● Task directions
List each line of the items below that contains the word "roof".

╭──

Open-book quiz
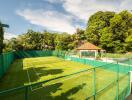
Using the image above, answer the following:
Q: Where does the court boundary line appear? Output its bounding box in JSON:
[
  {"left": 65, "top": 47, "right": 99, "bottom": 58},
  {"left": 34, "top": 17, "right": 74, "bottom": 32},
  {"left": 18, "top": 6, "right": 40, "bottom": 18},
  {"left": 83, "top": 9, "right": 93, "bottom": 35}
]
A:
[{"left": 32, "top": 71, "right": 109, "bottom": 92}]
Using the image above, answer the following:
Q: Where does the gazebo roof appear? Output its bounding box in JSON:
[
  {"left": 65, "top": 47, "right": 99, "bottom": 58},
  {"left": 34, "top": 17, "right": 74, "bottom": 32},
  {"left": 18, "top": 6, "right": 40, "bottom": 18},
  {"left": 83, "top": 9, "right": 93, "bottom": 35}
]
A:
[{"left": 77, "top": 42, "right": 101, "bottom": 50}]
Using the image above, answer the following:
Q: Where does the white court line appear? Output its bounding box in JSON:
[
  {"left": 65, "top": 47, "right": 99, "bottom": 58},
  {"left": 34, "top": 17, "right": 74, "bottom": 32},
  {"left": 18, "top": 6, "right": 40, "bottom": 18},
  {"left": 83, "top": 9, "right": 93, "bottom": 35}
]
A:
[
  {"left": 118, "top": 63, "right": 132, "bottom": 66},
  {"left": 32, "top": 67, "right": 40, "bottom": 78},
  {"left": 32, "top": 72, "right": 94, "bottom": 91},
  {"left": 27, "top": 70, "right": 33, "bottom": 91}
]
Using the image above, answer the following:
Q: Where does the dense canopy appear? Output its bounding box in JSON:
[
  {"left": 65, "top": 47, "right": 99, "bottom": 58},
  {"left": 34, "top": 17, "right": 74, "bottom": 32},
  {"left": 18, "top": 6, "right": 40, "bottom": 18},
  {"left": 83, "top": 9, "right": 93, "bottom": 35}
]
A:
[{"left": 0, "top": 11, "right": 132, "bottom": 53}]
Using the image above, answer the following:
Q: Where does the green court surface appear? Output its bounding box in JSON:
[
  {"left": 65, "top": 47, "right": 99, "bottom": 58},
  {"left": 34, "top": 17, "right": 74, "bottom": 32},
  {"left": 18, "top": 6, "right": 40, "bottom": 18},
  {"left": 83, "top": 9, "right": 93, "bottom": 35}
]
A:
[{"left": 0, "top": 57, "right": 129, "bottom": 100}]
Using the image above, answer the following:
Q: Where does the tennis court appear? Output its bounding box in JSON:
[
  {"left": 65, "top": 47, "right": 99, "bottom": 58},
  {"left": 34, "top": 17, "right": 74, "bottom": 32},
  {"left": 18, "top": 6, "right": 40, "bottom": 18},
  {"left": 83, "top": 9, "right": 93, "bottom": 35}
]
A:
[{"left": 0, "top": 56, "right": 129, "bottom": 100}]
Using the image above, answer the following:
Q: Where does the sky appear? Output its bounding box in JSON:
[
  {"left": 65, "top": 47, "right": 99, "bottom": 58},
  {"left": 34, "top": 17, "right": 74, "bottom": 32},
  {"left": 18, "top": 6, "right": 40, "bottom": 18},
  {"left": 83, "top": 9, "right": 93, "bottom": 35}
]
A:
[{"left": 0, "top": 0, "right": 132, "bottom": 39}]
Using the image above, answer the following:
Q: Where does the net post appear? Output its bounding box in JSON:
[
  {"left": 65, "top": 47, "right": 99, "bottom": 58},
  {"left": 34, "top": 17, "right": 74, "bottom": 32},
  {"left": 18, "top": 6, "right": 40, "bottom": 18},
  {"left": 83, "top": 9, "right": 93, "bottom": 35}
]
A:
[
  {"left": 116, "top": 61, "right": 119, "bottom": 100},
  {"left": 93, "top": 68, "right": 96, "bottom": 100},
  {"left": 25, "top": 86, "right": 28, "bottom": 100}
]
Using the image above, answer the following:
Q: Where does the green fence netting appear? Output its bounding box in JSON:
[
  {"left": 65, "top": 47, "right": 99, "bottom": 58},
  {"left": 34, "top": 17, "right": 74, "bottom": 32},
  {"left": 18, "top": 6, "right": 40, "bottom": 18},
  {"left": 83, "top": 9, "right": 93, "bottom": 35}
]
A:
[
  {"left": 0, "top": 52, "right": 15, "bottom": 78},
  {"left": 0, "top": 50, "right": 131, "bottom": 100}
]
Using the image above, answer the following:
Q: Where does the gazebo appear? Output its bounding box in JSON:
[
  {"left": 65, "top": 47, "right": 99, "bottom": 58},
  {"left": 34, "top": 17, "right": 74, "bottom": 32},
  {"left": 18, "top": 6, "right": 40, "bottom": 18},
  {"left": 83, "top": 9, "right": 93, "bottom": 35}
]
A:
[{"left": 77, "top": 42, "right": 105, "bottom": 58}]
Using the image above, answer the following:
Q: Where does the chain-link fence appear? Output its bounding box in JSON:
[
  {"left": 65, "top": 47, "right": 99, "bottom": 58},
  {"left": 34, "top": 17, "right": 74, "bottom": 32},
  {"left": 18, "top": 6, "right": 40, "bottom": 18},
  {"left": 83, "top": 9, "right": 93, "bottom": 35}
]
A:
[{"left": 0, "top": 51, "right": 131, "bottom": 100}]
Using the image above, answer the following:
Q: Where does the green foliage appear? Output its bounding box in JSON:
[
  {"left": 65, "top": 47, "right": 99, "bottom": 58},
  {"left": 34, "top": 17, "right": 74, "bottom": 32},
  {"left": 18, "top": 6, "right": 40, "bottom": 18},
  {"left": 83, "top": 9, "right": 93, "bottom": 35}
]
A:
[
  {"left": 0, "top": 22, "right": 4, "bottom": 54},
  {"left": 85, "top": 11, "right": 132, "bottom": 53},
  {"left": 0, "top": 11, "right": 132, "bottom": 53}
]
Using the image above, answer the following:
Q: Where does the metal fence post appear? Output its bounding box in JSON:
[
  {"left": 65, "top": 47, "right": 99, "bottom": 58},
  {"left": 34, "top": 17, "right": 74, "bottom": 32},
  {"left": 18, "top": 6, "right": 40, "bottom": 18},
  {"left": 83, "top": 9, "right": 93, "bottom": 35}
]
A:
[
  {"left": 25, "top": 86, "right": 29, "bottom": 100},
  {"left": 93, "top": 68, "right": 96, "bottom": 100}
]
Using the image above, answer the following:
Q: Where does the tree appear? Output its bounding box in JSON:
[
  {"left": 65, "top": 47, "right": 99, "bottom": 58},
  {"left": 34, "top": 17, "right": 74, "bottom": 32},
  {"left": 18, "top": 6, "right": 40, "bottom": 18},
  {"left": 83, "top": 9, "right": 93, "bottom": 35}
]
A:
[{"left": 0, "top": 22, "right": 4, "bottom": 54}]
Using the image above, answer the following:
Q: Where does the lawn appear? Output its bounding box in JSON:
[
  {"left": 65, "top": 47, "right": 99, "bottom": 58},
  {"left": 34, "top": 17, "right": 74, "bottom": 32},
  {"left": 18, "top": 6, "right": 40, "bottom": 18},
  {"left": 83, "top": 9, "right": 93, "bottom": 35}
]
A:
[{"left": 0, "top": 57, "right": 129, "bottom": 100}]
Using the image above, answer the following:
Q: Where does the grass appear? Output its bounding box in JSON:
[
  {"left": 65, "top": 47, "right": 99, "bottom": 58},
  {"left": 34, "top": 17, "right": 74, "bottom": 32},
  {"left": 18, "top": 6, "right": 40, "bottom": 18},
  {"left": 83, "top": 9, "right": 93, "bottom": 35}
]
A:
[
  {"left": 102, "top": 53, "right": 132, "bottom": 58},
  {"left": 0, "top": 57, "right": 129, "bottom": 100}
]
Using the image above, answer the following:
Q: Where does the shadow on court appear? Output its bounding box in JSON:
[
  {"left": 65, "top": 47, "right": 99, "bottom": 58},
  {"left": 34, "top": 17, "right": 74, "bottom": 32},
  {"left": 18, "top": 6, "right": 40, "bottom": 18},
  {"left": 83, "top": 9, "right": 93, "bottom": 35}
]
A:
[{"left": 30, "top": 83, "right": 86, "bottom": 100}]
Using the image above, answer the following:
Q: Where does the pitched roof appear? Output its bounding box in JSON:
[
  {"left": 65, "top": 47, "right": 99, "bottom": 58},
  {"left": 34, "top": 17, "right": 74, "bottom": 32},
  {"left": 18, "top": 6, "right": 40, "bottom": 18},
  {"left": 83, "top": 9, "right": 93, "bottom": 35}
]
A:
[{"left": 77, "top": 42, "right": 101, "bottom": 50}]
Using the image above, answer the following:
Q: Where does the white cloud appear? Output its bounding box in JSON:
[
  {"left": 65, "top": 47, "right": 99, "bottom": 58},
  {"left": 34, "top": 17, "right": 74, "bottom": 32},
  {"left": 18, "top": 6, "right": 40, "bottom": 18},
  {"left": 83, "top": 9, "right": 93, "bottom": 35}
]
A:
[
  {"left": 4, "top": 32, "right": 17, "bottom": 39},
  {"left": 57, "top": 0, "right": 132, "bottom": 21},
  {"left": 17, "top": 0, "right": 132, "bottom": 33},
  {"left": 17, "top": 9, "right": 75, "bottom": 33}
]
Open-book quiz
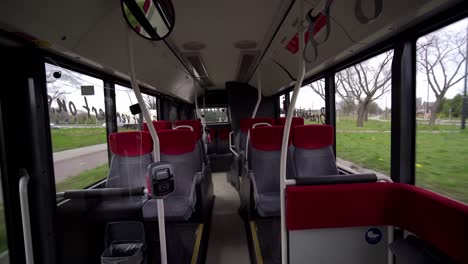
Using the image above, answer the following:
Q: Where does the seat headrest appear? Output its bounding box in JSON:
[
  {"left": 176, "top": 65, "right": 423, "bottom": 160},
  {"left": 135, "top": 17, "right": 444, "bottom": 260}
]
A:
[
  {"left": 143, "top": 120, "right": 172, "bottom": 131},
  {"left": 292, "top": 125, "right": 333, "bottom": 149},
  {"left": 158, "top": 129, "right": 196, "bottom": 155},
  {"left": 240, "top": 117, "right": 275, "bottom": 133},
  {"left": 218, "top": 127, "right": 232, "bottom": 140},
  {"left": 109, "top": 131, "right": 153, "bottom": 157},
  {"left": 278, "top": 117, "right": 304, "bottom": 127},
  {"left": 174, "top": 120, "right": 202, "bottom": 140},
  {"left": 250, "top": 126, "right": 291, "bottom": 151}
]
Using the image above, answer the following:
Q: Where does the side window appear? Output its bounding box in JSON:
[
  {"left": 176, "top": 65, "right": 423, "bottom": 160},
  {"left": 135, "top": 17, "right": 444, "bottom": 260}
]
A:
[
  {"left": 298, "top": 80, "right": 325, "bottom": 124},
  {"left": 335, "top": 51, "right": 393, "bottom": 175},
  {"left": 115, "top": 85, "right": 141, "bottom": 132},
  {"left": 279, "top": 94, "right": 286, "bottom": 117},
  {"left": 45, "top": 64, "right": 108, "bottom": 192},
  {"left": 415, "top": 19, "right": 468, "bottom": 203},
  {"left": 200, "top": 107, "right": 229, "bottom": 124},
  {"left": 142, "top": 94, "right": 158, "bottom": 121}
]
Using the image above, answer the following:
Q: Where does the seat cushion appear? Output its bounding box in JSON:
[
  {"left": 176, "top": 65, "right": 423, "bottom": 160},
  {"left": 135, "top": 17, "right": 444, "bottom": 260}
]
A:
[{"left": 143, "top": 196, "right": 193, "bottom": 221}]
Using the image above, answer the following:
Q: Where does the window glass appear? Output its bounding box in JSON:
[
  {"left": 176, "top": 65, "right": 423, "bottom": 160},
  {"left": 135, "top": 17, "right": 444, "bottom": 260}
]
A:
[
  {"left": 291, "top": 80, "right": 325, "bottom": 124},
  {"left": 0, "top": 166, "right": 8, "bottom": 255},
  {"left": 335, "top": 51, "right": 393, "bottom": 175},
  {"left": 45, "top": 64, "right": 108, "bottom": 192},
  {"left": 142, "top": 94, "right": 158, "bottom": 121},
  {"left": 200, "top": 107, "right": 229, "bottom": 123},
  {"left": 415, "top": 19, "right": 468, "bottom": 203},
  {"left": 115, "top": 85, "right": 141, "bottom": 132}
]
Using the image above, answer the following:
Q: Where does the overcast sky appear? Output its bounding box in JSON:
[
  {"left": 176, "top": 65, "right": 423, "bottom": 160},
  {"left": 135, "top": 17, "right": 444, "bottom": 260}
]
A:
[{"left": 296, "top": 18, "right": 468, "bottom": 109}]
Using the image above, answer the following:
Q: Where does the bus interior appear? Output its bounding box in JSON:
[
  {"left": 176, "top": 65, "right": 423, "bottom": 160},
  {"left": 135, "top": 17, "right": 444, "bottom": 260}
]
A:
[{"left": 0, "top": 0, "right": 468, "bottom": 264}]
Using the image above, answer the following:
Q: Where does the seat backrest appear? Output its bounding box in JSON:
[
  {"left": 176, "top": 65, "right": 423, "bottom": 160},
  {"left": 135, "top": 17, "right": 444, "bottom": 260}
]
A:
[
  {"left": 238, "top": 117, "right": 275, "bottom": 151},
  {"left": 173, "top": 120, "right": 208, "bottom": 166},
  {"left": 158, "top": 130, "right": 200, "bottom": 197},
  {"left": 277, "top": 117, "right": 304, "bottom": 127},
  {"left": 250, "top": 126, "right": 294, "bottom": 194},
  {"left": 106, "top": 131, "right": 153, "bottom": 188},
  {"left": 292, "top": 125, "right": 338, "bottom": 178},
  {"left": 143, "top": 120, "right": 172, "bottom": 131}
]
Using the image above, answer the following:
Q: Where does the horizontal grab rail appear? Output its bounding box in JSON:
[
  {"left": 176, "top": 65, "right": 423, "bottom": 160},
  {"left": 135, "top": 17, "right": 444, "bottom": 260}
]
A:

╰──

● Answer to this problem
Q: Where does the gazebo roof appear? Output its bounding box in JSON:
Q: Where does the pitched roof appear? Output its bounding box in JSON:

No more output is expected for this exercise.